══ SOURCE DOCUMENT ══

# Best place for car parking when visiting Cinque Terre



## mark&mel (Mar 21, 2012)

We'll be staying near Pontremoli and driving around the area but have heard the villages are best seen via rail. If we drive down to the coast, where should we park and how much would it cost for the day?


----------



## Sara (Mar 23, 2012)

Hello Mark&Mel,

As you’ve heard, the villages of the Cinque Terre are indeed better visited by train rather than by car. There is very limited parking at each and the roads are narrow and steep. So my recommendation would be to head to La Spezia and leave your car in the parking lot near the rail station (you should find free spots but check in case you end up on a paid area) and from here take the train to either Monterosso (most northern town) or Riomaggiore (the first town you reach). Connections to the Cinque Terre are short and run throughout the day. You can check theTrain Schedules ahead of time to better plan your day.

Since you will have a car, you can also make your way down to the coast to Massa and down to Viareggio, where you can enjoy both the sea and beaches as well as shopping, nightlife, pubs and discos, especially in Viareggio, Pietrasanta and Forte dei Marmi which become during the summer a really fashionable destination for Italian families and young people.

═══
══ INFORMATION PROVIDED ══

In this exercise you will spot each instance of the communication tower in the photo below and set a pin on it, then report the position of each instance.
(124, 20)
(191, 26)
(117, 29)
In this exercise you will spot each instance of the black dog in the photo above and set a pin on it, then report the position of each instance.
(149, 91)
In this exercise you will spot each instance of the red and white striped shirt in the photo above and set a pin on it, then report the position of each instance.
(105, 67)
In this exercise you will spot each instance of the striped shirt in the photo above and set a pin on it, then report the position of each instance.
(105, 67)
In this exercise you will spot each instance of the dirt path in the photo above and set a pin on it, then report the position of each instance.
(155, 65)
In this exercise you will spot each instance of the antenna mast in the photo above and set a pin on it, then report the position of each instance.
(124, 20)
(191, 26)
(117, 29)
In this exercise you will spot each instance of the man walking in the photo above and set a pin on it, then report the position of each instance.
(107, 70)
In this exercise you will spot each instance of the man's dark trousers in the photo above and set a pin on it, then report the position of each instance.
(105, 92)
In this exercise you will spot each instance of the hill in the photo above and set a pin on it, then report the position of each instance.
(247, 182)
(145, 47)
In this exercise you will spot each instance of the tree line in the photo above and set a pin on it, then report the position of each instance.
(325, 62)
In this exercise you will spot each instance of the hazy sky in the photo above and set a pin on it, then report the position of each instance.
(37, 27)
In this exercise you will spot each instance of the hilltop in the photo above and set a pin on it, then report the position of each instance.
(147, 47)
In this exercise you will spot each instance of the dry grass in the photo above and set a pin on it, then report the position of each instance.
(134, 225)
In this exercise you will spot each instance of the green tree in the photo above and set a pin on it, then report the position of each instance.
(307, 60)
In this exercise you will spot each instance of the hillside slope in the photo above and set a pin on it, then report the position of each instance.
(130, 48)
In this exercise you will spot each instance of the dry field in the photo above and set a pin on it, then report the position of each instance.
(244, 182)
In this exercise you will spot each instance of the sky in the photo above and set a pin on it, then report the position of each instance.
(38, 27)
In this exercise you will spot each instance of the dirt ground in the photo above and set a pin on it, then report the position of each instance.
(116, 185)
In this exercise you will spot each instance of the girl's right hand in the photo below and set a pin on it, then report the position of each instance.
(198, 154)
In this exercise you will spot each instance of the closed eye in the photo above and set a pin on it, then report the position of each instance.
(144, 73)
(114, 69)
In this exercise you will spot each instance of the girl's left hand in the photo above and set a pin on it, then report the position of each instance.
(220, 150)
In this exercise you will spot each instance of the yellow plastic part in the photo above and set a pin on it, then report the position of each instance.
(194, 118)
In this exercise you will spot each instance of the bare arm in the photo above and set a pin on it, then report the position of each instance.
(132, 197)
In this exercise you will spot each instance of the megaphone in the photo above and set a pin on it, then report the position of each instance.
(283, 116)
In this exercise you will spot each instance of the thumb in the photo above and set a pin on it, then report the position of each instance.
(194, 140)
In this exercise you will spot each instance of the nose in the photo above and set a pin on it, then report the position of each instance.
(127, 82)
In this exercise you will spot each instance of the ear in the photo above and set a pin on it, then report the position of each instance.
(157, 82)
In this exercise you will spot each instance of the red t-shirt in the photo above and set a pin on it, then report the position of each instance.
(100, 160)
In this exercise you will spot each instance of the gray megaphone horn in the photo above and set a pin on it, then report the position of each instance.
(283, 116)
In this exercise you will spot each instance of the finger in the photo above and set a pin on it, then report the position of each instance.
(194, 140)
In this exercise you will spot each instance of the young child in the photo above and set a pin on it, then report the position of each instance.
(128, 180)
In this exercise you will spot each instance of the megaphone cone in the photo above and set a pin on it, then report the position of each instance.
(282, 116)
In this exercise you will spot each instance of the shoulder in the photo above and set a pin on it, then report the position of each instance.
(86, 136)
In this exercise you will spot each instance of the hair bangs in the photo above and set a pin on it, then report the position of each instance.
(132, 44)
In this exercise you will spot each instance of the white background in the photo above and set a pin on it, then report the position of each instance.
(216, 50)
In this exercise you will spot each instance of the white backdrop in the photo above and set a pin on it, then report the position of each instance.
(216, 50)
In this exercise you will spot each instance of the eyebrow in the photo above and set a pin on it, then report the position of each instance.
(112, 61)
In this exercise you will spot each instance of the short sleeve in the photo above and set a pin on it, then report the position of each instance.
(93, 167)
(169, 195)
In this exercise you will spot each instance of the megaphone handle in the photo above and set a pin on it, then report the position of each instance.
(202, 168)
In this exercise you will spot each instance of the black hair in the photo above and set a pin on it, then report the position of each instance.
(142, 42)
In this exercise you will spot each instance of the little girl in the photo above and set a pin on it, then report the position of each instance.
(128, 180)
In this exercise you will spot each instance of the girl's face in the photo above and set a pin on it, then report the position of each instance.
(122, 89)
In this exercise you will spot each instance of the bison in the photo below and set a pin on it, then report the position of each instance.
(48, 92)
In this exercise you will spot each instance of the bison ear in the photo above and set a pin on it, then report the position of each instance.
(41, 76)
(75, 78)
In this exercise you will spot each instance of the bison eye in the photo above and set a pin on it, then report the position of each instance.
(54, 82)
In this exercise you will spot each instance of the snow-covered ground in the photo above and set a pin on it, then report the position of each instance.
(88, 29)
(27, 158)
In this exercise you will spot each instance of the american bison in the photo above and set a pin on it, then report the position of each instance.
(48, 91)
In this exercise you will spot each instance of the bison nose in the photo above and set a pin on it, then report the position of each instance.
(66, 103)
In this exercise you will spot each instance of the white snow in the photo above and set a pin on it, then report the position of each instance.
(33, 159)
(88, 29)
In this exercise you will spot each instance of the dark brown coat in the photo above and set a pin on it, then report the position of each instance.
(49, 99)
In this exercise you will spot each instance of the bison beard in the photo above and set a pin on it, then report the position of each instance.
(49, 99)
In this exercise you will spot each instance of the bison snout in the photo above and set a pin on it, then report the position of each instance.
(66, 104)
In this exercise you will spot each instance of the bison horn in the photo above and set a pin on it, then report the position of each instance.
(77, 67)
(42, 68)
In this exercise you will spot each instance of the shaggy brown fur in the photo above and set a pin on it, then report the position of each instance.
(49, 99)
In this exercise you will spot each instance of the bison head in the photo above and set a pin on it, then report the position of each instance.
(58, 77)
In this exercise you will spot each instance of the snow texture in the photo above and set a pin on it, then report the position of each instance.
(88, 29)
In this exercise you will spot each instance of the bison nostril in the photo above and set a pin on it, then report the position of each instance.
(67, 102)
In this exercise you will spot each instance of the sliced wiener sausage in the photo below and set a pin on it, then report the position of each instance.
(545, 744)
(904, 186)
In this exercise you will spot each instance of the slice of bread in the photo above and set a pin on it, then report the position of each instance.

═══

TASK DIRECTIONS:
Copy out the Cinque Terre parking thread word for word, in full.

ANSWER TO THE TASK:
# Best place for car parking when visiting Cinque Terre



## mark&mel (Mar 21, 2012)

We'll be staying near Pontremoli and driving around the area but have heard the villages are best seen via rail. If we drive down to the coast, where should we park and how much would it cost for the day?


----------



## Sara (Mar 23, 2012)

Hello Mark&Mel,

As you’ve heard, the villages of the Cinque Terre are indeed better visited by train rather than by car. There is very limited parking at each and the roads are narrow and steep. So my recommendation would be to head to La Spezia and leave your car in the parking lot near the rail station (you should find free spots but check in case you end up on a paid area) and from here take the train to either Monterosso (most northern town) or Riomaggiore (the first town you reach). Connections to the Cinque Terre are short and run throughout the day. You can check theTrain Schedules ahead of time to better plan your day.

Since you will have a car, you can also make your way down to the coast to Massa and down to Viareggio, where you can enjoy both the sea and beaches as well as shopping, nightlife, pubs and discos, especially in Viareggio, Pietrasanta and Forte dei Marmi which become during the summer a really fashionable destination for Italian families and young people.